» **Work required**
The lines to copy are those with "fruit" in them. Pull each one from the entries below.

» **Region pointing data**
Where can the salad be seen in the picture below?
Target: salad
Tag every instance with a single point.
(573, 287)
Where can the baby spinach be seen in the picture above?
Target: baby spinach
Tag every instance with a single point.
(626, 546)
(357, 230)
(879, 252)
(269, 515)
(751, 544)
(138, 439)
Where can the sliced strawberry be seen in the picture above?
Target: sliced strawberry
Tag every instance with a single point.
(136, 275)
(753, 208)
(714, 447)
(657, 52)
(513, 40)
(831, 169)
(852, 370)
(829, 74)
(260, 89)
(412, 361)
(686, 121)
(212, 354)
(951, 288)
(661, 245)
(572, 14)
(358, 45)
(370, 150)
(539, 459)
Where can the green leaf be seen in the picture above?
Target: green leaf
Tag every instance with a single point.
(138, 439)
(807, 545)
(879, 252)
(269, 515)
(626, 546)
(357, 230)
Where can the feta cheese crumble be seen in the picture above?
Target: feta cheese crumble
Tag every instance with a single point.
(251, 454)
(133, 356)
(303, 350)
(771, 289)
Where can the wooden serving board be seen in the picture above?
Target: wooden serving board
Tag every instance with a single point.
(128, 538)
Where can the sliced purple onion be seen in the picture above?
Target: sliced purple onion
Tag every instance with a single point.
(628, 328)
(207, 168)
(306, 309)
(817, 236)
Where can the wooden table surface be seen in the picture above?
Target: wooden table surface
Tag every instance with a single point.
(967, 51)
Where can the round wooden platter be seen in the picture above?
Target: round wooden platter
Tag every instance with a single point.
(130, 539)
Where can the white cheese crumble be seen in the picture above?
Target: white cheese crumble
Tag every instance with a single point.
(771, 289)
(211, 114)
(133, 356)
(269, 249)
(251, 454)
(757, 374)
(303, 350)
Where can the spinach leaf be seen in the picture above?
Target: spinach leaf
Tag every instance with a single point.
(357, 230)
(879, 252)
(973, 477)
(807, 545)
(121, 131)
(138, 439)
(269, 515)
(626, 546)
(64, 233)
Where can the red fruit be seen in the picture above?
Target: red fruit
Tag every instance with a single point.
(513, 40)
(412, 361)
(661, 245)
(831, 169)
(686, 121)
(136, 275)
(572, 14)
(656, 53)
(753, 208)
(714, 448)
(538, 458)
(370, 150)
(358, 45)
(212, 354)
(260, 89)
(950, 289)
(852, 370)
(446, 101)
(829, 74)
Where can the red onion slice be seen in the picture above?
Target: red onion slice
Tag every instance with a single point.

» **Written solution**
Where can the red fruit be seen in the picture above?
Target: red fruit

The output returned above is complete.